#### [EXERCISE GOAL]
Lines with the word "black" are the ones wanted. Copy each of them from the entries below.

#### [RECORDS SUPPLIED]
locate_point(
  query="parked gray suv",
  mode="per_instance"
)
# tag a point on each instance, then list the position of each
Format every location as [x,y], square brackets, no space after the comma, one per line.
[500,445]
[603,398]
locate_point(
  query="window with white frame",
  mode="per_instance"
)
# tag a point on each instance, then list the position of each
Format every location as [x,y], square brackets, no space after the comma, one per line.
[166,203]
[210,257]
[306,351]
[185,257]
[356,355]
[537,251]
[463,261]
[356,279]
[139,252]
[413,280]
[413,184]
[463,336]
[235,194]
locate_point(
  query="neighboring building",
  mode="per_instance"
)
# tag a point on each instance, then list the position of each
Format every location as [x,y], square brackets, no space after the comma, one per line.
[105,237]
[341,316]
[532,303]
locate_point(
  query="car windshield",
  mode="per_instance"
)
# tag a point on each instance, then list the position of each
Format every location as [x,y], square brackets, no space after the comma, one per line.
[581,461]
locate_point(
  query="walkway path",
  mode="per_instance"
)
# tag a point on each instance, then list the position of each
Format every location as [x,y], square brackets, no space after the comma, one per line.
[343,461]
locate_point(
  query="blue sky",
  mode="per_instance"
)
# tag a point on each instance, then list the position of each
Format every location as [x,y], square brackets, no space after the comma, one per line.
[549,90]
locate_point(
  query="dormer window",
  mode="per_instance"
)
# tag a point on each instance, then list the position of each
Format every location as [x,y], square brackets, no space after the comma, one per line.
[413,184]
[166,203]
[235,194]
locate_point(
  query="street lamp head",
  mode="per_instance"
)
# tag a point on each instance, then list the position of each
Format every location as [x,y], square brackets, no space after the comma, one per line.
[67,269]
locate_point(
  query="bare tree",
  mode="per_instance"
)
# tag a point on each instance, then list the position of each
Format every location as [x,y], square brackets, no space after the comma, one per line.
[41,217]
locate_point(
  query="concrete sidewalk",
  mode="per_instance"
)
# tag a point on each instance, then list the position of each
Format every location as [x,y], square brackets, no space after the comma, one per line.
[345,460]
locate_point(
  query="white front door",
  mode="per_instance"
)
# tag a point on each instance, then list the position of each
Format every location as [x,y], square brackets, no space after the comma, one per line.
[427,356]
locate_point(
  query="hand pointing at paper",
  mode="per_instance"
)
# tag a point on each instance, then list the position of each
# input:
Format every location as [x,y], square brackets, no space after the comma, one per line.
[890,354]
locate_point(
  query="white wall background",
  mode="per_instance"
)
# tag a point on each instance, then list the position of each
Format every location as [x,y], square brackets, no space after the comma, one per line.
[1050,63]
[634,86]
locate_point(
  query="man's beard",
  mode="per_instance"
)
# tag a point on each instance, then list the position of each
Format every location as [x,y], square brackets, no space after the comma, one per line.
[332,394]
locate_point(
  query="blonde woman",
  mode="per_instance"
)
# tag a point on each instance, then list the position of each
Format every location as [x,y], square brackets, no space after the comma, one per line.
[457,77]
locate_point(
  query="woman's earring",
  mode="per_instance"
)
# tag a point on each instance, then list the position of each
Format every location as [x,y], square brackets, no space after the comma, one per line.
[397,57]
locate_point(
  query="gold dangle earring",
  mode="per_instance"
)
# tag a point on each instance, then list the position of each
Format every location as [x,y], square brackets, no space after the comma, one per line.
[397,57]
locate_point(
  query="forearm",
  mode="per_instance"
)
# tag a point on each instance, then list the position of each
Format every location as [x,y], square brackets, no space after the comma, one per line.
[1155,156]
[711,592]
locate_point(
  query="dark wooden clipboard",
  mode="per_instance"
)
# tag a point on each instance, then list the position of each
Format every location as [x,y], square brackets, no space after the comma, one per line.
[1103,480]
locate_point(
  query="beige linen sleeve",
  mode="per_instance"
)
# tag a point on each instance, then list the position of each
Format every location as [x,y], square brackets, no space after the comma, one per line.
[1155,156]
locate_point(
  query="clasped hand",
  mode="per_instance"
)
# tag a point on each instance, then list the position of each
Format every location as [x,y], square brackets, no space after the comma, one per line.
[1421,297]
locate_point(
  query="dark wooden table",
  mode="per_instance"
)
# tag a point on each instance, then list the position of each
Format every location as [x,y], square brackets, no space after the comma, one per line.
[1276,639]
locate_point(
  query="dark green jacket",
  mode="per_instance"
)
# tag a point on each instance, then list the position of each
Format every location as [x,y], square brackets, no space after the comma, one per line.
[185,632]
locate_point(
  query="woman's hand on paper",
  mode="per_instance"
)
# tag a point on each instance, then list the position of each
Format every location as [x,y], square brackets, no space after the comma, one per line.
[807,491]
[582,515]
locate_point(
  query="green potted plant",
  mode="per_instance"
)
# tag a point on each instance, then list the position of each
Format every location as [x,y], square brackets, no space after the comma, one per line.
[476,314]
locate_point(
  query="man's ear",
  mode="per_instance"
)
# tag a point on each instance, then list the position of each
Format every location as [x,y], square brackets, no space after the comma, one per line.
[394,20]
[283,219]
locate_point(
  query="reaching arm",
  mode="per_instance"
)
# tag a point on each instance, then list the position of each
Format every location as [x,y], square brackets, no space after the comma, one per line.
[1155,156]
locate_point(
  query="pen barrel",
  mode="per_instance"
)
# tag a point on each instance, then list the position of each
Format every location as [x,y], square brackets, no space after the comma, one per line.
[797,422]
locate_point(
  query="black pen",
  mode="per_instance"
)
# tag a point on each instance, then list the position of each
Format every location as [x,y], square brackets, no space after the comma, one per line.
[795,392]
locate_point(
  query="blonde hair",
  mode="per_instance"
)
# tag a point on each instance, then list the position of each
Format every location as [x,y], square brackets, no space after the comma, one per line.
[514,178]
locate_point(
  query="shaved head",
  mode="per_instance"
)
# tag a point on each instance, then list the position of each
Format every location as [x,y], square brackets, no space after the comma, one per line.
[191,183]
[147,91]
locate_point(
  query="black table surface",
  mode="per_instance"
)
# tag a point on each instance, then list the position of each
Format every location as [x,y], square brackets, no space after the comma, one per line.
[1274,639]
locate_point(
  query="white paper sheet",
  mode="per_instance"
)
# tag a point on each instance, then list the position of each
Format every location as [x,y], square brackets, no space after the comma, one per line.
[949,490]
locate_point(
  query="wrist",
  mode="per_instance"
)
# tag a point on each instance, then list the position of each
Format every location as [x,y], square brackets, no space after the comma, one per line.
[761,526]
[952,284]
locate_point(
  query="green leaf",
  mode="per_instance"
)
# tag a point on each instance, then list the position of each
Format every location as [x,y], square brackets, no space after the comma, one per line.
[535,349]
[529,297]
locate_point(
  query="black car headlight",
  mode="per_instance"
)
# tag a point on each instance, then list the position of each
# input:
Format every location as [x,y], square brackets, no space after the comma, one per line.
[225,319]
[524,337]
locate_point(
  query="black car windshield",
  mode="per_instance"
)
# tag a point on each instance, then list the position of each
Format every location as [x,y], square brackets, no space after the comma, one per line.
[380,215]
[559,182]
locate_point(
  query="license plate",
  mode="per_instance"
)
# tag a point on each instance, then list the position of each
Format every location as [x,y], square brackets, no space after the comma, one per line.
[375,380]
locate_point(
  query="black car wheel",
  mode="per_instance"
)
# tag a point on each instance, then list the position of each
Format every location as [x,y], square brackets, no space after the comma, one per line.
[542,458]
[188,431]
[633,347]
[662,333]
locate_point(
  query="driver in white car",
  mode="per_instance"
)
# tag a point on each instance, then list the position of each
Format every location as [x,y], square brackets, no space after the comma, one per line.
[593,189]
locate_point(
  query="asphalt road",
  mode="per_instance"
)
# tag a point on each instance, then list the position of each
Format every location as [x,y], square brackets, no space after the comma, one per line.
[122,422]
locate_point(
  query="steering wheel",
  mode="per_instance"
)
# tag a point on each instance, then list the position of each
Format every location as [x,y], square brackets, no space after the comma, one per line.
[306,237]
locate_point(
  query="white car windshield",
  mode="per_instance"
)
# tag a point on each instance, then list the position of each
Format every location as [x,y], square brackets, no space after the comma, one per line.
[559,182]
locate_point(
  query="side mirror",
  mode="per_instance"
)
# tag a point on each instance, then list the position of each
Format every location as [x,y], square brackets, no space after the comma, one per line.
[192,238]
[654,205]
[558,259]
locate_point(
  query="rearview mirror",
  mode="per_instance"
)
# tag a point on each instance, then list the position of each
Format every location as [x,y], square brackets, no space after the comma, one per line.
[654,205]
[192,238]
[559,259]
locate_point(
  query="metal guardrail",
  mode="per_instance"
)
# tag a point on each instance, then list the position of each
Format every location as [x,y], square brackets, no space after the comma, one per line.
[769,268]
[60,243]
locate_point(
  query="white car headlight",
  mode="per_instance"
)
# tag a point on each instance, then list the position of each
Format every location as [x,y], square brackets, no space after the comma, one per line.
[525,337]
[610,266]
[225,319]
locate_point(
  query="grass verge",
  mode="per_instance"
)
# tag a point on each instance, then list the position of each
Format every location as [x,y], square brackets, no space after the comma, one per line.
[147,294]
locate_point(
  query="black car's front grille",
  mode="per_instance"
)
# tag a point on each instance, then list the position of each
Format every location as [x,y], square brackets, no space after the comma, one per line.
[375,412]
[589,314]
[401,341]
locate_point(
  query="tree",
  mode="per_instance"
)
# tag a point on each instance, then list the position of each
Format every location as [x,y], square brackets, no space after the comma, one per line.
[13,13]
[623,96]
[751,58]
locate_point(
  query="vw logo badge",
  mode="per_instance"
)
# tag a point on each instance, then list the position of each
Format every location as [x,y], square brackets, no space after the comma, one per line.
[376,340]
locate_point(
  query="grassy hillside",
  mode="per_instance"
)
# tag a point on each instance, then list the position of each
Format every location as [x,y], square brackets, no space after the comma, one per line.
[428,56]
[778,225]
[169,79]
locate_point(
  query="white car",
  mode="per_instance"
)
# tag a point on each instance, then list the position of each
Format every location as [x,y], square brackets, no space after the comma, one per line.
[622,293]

#### [REPLY TO THE EXERCISE]
  query="black pen",
  query="black table surface",
  query="black car headlight",
  query="black car windshield",
  query="black car wheel",
  query="black car's front grille",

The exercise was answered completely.